• Your assignment: Set out each line from the following listing that includes the word "bulb".

*** Opening Task data ***

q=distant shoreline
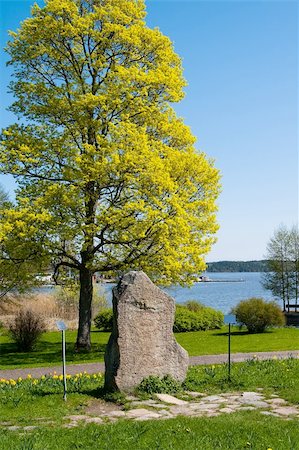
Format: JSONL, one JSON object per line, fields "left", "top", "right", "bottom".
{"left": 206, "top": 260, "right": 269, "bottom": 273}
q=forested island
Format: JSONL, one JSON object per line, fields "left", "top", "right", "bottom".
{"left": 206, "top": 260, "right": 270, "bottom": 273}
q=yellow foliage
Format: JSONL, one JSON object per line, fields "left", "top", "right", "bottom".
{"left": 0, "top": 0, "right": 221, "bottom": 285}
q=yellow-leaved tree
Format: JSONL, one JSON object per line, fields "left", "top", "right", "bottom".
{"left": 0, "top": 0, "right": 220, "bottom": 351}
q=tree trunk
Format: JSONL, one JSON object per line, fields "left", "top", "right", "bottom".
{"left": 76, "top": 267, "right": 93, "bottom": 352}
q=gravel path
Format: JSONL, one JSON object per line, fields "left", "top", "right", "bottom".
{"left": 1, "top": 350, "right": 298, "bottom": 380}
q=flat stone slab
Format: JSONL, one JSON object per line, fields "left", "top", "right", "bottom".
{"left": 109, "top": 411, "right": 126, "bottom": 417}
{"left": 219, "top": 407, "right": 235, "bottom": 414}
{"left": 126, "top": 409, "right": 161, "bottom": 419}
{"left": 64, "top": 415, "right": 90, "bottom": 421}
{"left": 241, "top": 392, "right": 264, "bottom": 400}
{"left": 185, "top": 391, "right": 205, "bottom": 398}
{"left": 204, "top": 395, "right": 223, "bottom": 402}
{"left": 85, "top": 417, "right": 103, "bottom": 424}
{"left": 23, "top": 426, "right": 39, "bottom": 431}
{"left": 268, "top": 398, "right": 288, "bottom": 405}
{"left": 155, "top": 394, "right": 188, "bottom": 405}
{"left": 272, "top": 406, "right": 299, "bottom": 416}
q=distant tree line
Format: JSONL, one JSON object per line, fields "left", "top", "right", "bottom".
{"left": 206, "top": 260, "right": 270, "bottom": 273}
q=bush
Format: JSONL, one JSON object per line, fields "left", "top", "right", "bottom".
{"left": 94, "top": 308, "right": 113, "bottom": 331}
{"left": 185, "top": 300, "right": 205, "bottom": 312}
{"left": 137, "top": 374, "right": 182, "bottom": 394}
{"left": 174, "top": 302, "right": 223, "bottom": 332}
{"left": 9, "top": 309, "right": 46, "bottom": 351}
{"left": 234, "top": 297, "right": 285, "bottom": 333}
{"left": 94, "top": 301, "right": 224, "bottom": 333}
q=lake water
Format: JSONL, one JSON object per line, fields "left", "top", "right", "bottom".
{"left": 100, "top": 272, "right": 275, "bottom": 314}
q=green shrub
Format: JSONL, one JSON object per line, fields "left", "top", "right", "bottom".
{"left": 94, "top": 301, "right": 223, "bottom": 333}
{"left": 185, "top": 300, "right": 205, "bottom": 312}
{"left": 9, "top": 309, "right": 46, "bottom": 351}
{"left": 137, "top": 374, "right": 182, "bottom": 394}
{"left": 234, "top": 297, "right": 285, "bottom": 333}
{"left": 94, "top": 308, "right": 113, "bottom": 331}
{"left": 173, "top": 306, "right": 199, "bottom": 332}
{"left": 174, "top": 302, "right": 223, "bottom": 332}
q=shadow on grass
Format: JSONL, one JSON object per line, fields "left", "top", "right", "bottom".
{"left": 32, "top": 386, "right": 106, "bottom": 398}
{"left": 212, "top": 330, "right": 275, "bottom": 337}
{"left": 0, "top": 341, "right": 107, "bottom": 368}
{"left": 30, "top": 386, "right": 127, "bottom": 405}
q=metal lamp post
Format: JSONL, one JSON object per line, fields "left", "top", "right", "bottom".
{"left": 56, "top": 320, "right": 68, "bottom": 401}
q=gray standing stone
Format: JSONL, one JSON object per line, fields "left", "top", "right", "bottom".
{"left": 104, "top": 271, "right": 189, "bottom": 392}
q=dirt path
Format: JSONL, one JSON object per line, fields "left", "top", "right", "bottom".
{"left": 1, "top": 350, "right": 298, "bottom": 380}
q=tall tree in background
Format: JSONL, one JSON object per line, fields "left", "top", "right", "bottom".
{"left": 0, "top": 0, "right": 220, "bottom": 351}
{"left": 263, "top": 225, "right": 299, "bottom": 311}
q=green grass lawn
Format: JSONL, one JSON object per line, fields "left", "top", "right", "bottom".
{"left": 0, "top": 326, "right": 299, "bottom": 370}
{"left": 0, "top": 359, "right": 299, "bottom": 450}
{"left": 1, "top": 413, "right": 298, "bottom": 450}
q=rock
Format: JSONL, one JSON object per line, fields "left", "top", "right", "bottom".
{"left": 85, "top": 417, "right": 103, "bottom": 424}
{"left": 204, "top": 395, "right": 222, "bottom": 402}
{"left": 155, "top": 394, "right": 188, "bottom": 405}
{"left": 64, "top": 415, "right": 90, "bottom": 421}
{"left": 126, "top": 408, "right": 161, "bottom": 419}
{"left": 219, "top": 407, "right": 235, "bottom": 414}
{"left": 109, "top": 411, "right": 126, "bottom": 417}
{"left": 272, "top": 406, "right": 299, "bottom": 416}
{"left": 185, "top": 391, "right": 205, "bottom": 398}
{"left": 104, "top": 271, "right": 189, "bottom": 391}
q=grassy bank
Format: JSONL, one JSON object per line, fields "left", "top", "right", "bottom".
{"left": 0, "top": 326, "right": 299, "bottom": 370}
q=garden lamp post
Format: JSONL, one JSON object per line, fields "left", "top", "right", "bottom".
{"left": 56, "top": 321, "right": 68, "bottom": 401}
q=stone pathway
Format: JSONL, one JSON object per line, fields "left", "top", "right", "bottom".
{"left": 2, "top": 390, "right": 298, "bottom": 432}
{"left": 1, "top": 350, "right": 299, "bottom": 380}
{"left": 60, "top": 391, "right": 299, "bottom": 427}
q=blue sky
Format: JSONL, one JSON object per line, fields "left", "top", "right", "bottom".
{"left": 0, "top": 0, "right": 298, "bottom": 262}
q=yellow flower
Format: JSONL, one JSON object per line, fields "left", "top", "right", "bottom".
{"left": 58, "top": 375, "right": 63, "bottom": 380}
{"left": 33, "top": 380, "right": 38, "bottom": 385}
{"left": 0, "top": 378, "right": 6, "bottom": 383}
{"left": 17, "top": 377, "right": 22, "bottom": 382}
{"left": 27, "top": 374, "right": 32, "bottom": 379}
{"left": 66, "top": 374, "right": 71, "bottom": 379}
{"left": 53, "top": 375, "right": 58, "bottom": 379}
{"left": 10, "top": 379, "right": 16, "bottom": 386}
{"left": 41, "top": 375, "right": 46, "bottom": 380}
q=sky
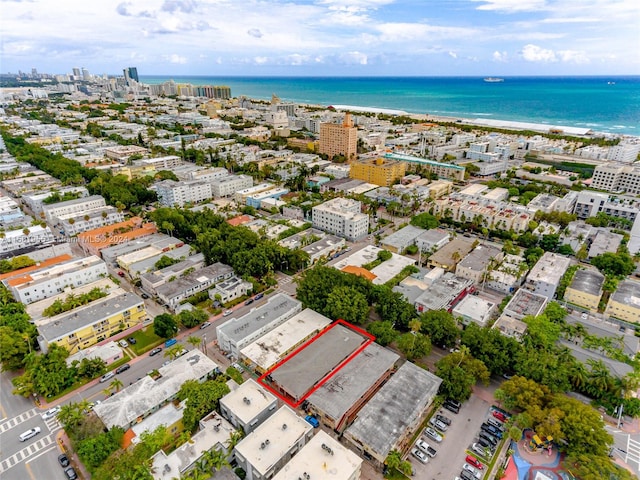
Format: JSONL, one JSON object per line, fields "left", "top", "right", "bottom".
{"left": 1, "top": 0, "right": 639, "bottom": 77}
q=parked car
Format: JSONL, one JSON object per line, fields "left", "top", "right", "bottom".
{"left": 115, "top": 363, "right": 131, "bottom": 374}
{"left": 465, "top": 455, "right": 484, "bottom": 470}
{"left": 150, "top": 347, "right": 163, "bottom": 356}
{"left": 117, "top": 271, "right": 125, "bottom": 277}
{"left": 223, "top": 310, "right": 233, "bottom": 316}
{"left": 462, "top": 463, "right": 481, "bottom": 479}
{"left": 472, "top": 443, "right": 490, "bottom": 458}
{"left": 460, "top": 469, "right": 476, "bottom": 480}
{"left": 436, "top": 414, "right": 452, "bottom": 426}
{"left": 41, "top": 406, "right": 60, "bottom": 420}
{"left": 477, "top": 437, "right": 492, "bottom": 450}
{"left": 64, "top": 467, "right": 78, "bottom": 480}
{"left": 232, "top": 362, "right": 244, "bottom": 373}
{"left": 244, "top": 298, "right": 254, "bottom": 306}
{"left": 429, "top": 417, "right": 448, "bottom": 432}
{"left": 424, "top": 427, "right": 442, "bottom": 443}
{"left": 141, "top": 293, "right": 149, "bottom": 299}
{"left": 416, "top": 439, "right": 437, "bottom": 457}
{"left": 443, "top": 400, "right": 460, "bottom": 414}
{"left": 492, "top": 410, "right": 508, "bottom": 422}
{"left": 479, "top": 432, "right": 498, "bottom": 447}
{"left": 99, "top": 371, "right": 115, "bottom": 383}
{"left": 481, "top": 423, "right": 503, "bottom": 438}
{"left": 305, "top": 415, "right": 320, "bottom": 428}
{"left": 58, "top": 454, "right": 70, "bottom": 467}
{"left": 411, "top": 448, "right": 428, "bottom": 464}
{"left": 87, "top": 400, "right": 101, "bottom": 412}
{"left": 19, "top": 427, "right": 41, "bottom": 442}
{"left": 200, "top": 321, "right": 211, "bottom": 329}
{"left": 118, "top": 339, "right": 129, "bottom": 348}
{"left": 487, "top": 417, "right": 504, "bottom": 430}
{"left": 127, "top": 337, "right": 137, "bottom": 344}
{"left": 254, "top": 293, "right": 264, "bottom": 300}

*** Closing Task data ***
*** Opening Task data ***

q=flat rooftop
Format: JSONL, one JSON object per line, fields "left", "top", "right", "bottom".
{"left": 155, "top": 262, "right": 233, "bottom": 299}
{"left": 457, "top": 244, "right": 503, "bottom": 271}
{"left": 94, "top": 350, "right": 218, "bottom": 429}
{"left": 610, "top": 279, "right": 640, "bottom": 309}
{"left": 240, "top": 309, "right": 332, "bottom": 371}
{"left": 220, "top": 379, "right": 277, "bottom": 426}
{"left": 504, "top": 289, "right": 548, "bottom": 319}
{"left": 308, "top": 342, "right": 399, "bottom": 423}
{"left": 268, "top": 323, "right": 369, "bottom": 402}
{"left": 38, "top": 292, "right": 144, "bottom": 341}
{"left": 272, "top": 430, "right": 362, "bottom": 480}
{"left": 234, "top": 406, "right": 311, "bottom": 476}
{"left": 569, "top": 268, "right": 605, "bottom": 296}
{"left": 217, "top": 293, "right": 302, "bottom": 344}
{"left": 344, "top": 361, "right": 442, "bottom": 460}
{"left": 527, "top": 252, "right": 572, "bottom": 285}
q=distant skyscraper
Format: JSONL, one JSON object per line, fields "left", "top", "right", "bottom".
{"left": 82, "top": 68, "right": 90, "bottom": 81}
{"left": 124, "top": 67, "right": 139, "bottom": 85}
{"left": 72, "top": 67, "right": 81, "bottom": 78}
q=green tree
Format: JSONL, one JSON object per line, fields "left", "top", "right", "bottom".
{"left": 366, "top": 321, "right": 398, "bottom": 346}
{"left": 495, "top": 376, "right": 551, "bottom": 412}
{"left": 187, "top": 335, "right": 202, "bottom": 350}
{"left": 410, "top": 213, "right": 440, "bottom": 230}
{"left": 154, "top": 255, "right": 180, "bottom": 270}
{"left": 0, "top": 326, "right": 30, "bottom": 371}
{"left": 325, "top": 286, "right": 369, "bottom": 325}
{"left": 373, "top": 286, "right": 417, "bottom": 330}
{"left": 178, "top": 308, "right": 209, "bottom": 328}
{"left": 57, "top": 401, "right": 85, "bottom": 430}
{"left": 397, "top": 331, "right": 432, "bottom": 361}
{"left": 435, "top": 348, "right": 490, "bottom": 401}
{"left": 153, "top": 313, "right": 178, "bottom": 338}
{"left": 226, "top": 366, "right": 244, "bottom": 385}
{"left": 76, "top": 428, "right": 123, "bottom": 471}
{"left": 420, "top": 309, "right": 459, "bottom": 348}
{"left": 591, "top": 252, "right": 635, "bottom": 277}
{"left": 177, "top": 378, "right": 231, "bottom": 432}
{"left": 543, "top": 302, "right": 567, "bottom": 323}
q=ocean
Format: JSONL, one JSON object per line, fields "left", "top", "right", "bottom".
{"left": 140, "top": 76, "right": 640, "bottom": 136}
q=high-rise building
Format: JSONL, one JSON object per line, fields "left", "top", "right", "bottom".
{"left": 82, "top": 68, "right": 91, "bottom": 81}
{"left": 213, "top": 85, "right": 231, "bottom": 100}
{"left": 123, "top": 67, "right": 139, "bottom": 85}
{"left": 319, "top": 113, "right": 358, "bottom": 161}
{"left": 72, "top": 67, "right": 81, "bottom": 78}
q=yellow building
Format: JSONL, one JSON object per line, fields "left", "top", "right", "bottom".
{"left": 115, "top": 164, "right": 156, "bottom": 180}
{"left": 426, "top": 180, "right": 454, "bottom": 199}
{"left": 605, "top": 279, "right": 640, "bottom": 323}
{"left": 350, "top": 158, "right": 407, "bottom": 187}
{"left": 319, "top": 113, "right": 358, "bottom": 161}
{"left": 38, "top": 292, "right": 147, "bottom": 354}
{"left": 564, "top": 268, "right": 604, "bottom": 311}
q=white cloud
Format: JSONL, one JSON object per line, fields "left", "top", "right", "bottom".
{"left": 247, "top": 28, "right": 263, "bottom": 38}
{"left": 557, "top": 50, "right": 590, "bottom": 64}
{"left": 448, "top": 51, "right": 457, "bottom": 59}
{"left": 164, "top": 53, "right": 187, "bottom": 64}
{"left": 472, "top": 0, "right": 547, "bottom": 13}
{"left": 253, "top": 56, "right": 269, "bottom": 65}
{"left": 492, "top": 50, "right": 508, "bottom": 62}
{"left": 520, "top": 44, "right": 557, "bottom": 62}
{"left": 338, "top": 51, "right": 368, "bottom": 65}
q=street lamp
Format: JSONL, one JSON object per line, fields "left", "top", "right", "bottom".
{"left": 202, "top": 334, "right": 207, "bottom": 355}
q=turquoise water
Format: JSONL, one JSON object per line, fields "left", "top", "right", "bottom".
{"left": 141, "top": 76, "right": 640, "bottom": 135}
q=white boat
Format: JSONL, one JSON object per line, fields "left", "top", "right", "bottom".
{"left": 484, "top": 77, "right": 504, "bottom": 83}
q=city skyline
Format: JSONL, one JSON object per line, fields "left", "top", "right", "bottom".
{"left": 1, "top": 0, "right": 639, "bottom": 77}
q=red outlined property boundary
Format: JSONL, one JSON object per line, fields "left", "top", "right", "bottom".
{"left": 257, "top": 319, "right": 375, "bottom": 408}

*** Closing Task data ***
*** Opening Task data ***

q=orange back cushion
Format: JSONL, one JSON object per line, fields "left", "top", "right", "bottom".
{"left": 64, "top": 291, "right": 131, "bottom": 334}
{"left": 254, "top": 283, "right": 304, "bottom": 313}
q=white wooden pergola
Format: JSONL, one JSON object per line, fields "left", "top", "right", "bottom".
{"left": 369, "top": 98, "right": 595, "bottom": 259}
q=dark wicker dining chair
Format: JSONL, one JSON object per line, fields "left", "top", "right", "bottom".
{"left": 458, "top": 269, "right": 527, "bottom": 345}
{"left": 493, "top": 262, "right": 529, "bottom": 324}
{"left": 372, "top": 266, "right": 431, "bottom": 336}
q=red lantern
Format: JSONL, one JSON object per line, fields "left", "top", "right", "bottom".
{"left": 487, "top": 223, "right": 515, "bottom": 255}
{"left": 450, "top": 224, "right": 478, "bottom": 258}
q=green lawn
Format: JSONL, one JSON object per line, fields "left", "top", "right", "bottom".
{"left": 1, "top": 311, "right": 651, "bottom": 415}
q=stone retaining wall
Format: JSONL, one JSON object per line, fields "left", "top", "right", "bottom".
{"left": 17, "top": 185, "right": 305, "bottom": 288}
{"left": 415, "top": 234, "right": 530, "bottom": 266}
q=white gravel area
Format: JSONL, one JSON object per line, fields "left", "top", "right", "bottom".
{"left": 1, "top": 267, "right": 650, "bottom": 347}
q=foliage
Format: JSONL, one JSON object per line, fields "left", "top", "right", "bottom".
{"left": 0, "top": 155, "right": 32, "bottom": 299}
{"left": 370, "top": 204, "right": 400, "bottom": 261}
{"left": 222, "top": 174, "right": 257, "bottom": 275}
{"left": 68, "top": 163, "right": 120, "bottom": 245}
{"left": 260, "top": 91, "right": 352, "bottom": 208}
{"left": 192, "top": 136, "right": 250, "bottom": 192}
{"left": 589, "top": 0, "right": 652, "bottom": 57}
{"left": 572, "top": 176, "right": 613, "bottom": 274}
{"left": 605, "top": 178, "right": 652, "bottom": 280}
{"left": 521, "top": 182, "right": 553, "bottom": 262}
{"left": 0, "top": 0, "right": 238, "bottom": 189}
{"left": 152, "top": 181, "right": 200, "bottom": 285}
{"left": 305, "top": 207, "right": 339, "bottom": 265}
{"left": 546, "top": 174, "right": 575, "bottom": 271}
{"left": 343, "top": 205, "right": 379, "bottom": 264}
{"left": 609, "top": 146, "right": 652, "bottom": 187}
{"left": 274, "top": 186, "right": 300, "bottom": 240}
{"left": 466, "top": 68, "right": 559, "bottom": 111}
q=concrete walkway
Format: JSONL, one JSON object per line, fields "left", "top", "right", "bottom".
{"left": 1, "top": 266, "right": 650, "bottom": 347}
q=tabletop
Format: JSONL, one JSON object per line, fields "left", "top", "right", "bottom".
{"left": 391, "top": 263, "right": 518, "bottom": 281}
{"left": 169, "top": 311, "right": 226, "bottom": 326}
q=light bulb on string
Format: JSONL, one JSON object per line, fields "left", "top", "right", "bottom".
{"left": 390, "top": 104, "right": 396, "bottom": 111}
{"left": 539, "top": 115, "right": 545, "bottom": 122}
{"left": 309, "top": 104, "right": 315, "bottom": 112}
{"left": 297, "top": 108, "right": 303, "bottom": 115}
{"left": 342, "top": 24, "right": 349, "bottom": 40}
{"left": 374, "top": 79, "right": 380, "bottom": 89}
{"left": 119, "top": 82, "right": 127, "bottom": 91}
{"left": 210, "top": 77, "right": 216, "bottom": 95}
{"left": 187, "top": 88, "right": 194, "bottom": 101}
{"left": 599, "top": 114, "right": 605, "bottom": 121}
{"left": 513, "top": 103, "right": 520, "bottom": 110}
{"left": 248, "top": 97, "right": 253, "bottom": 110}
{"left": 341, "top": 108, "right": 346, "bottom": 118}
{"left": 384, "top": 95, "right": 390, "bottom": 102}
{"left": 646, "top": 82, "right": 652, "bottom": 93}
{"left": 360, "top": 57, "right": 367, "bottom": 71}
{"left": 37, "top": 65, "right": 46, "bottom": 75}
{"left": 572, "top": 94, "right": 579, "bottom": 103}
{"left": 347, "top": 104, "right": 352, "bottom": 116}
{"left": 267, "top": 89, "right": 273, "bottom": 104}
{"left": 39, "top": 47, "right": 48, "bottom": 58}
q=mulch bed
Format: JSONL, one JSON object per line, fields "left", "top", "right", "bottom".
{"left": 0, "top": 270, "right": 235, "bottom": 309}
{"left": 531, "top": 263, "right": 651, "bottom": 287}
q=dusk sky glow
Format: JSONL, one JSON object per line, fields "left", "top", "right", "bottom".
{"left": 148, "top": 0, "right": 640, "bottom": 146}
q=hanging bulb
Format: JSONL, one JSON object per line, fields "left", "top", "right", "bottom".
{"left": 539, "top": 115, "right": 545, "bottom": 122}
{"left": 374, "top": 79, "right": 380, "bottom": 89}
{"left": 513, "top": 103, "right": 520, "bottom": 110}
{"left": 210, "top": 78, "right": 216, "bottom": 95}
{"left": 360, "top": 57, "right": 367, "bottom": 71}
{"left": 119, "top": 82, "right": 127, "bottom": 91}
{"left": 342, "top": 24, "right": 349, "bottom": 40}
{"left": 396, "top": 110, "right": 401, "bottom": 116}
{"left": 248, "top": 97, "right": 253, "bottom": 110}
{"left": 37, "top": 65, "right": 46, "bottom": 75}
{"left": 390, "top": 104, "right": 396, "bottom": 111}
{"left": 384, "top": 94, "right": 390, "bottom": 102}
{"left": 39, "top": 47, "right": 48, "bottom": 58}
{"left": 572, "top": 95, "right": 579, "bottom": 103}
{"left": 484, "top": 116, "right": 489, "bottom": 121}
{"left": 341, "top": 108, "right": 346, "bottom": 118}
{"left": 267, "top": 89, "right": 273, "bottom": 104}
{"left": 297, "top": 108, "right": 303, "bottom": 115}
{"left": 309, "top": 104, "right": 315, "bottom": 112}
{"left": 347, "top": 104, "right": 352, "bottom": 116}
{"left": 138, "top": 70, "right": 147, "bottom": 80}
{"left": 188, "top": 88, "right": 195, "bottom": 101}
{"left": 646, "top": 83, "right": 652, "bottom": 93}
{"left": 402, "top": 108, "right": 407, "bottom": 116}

*** Closing Task data ***

• Answer for this exercise:
q=light bulb on string
q=hanging bulb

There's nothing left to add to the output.